## BEGIN Data entries
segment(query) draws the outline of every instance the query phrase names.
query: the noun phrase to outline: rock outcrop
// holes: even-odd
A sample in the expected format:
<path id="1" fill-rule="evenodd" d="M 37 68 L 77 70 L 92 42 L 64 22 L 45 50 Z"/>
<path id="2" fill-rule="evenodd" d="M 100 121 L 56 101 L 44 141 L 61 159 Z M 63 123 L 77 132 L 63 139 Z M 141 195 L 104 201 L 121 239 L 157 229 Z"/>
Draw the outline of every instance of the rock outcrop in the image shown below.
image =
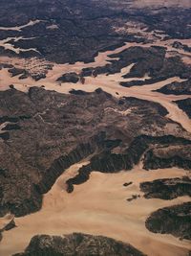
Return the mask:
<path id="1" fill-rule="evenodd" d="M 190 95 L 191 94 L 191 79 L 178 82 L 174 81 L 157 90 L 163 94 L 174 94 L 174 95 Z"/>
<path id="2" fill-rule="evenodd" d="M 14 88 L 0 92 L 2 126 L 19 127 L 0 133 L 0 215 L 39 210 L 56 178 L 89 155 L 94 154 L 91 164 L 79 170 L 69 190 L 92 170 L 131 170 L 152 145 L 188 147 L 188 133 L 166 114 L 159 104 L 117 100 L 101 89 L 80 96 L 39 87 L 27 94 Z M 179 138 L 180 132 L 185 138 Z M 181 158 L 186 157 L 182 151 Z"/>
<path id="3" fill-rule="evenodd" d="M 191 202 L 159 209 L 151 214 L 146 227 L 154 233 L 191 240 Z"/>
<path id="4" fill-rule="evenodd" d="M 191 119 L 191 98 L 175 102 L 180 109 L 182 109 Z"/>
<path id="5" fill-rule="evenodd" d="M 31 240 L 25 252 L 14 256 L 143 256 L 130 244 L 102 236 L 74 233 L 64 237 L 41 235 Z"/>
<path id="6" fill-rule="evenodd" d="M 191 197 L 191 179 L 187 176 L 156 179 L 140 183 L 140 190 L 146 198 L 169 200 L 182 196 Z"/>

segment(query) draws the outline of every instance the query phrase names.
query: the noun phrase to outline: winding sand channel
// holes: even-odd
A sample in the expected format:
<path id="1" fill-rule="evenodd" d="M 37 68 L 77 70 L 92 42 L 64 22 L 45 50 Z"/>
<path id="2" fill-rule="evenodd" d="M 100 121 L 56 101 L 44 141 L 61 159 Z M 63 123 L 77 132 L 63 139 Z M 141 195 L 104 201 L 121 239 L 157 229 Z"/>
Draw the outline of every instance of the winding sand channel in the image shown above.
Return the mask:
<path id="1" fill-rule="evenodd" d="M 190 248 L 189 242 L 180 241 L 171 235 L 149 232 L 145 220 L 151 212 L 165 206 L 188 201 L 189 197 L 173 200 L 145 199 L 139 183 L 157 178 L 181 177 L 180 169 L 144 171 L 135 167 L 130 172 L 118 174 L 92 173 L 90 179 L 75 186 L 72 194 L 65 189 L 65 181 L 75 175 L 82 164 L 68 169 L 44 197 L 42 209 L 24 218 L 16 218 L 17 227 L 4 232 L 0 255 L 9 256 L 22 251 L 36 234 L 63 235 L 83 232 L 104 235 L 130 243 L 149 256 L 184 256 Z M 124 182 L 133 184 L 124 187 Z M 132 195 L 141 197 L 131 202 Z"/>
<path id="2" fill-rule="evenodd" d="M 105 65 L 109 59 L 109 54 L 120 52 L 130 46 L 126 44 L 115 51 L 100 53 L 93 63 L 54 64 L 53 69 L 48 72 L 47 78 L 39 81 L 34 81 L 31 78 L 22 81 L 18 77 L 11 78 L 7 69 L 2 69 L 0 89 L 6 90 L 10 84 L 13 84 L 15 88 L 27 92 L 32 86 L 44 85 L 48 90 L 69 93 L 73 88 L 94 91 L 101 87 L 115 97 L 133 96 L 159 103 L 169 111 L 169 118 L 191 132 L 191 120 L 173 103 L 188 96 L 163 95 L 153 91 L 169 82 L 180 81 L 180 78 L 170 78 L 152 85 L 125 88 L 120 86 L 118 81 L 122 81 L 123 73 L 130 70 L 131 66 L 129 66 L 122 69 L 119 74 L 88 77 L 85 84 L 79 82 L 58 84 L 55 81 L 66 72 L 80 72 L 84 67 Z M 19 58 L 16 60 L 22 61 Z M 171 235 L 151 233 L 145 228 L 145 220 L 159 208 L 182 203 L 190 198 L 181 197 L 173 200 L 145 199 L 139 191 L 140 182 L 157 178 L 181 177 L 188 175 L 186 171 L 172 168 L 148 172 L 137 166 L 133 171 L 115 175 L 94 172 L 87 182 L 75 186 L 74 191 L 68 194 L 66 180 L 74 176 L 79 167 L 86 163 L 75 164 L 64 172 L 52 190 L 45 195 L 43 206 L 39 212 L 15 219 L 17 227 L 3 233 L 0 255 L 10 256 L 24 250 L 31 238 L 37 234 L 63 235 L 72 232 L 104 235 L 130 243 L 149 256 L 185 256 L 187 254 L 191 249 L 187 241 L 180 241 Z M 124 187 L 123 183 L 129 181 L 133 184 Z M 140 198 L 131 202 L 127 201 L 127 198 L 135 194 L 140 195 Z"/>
## END Data entries
Given request:
Lay out all of the data above as a JSON list of strings, one string per line, with blank lines dropped. Omit the pictures.

Answer to this exercise:
[
  "segment(query) draws the outline of every instance the query phrase names.",
  "query: the noun phrase to outline: rock outcrop",
  "// holes: even-odd",
  "A sample in the expected format:",
  "<path id=\"1\" fill-rule=\"evenodd\" d=\"M 37 68 L 77 70 L 92 42 L 64 22 L 45 50 Z\"/>",
  "<path id=\"2\" fill-rule=\"evenodd\" d=\"M 100 121 L 56 101 L 44 141 L 61 159 Z M 63 123 L 77 132 L 63 139 Z M 141 195 L 104 201 L 121 239 L 157 229 Z\"/>",
  "Draw the outline of every instance of the rock outcrop in the image shown below.",
  "image =",
  "Return the mask:",
  "<path id=\"1\" fill-rule=\"evenodd\" d=\"M 190 95 L 191 94 L 191 79 L 178 82 L 174 81 L 157 90 L 163 94 L 174 94 L 174 95 Z\"/>",
  "<path id=\"2\" fill-rule=\"evenodd\" d=\"M 14 88 L 0 92 L 2 126 L 19 127 L 0 133 L 0 215 L 39 210 L 56 178 L 89 155 L 94 154 L 91 164 L 79 170 L 69 190 L 92 170 L 131 170 L 152 145 L 188 147 L 188 133 L 166 114 L 159 104 L 117 100 L 101 89 L 80 96 L 39 87 L 27 94 Z M 179 138 L 180 132 L 185 138 Z M 181 158 L 186 157 L 182 151 Z\"/>",
  "<path id=\"3\" fill-rule=\"evenodd\" d=\"M 191 202 L 159 209 L 151 214 L 146 227 L 154 233 L 191 240 Z\"/>",
  "<path id=\"4\" fill-rule=\"evenodd\" d=\"M 191 119 L 191 98 L 175 102 L 180 109 L 182 109 Z\"/>",
  "<path id=\"5\" fill-rule=\"evenodd\" d=\"M 31 240 L 25 252 L 14 256 L 143 256 L 130 244 L 102 236 L 74 233 L 64 237 L 41 235 Z\"/>",
  "<path id=\"6\" fill-rule=\"evenodd\" d=\"M 191 197 L 191 179 L 187 176 L 156 179 L 140 183 L 140 190 L 146 198 L 169 200 L 182 196 Z\"/>",
  "segment(query) draws the outline of every instance the query phrase names.",
  "query: the noun phrase to outline: winding sand channel",
  "// holes: even-odd",
  "A sample in the expected format:",
  "<path id=\"1\" fill-rule=\"evenodd\" d=\"M 37 68 L 77 70 L 92 42 L 64 22 L 45 50 Z\"/>",
  "<path id=\"2\" fill-rule=\"evenodd\" d=\"M 100 121 L 56 101 L 44 141 L 61 159 Z M 63 123 L 77 132 L 63 139 Z M 141 195 L 104 201 L 121 239 L 157 229 Z\"/>",
  "Draw the outline of every instance of the winding sand channel in the image shown above.",
  "Return the mask:",
  "<path id=\"1\" fill-rule=\"evenodd\" d=\"M 190 248 L 189 242 L 180 241 L 171 235 L 149 232 L 145 220 L 151 212 L 165 206 L 188 201 L 189 197 L 173 200 L 145 199 L 139 183 L 157 178 L 181 177 L 180 169 L 144 171 L 135 167 L 130 172 L 118 174 L 92 173 L 90 179 L 75 186 L 72 194 L 65 189 L 65 181 L 75 175 L 82 164 L 68 169 L 44 197 L 42 209 L 24 218 L 16 218 L 17 227 L 4 232 L 0 255 L 9 256 L 22 251 L 36 234 L 63 235 L 83 232 L 104 235 L 130 243 L 149 256 L 184 256 Z M 124 182 L 133 184 L 124 187 Z M 132 195 L 141 197 L 131 202 Z\"/>",
  "<path id=\"2\" fill-rule=\"evenodd\" d=\"M 105 65 L 109 59 L 109 54 L 120 52 L 130 46 L 126 44 L 115 51 L 100 53 L 93 63 L 54 64 L 53 69 L 48 72 L 47 78 L 39 81 L 34 81 L 31 78 L 22 81 L 18 77 L 11 78 L 7 69 L 2 69 L 0 89 L 6 90 L 10 84 L 13 84 L 15 88 L 27 92 L 32 86 L 44 85 L 48 90 L 69 93 L 73 88 L 94 91 L 101 87 L 115 97 L 133 96 L 159 103 L 169 111 L 169 118 L 191 132 L 191 120 L 173 103 L 188 96 L 163 95 L 153 91 L 169 82 L 180 81 L 180 78 L 170 78 L 152 85 L 125 88 L 120 86 L 118 81 L 122 81 L 123 73 L 130 70 L 131 66 L 129 66 L 122 69 L 119 74 L 88 77 L 85 84 L 79 82 L 58 84 L 55 81 L 66 72 L 80 72 L 84 67 Z M 19 58 L 16 60 L 22 61 Z M 171 235 L 151 233 L 145 228 L 145 220 L 159 208 L 182 203 L 190 198 L 181 197 L 173 200 L 145 199 L 139 191 L 140 182 L 157 178 L 181 177 L 188 175 L 186 171 L 172 168 L 148 172 L 137 166 L 133 171 L 115 175 L 94 172 L 87 182 L 75 186 L 74 191 L 68 194 L 66 180 L 74 176 L 79 167 L 86 163 L 75 164 L 64 172 L 52 190 L 45 195 L 43 206 L 39 212 L 15 219 L 17 227 L 3 233 L 0 255 L 10 256 L 24 250 L 31 238 L 37 234 L 63 235 L 72 232 L 104 235 L 130 243 L 149 256 L 185 256 L 187 254 L 191 249 L 187 241 L 180 241 Z M 124 187 L 123 183 L 129 181 L 133 184 Z M 140 198 L 131 202 L 127 201 L 127 198 L 135 194 L 140 195 Z\"/>"
]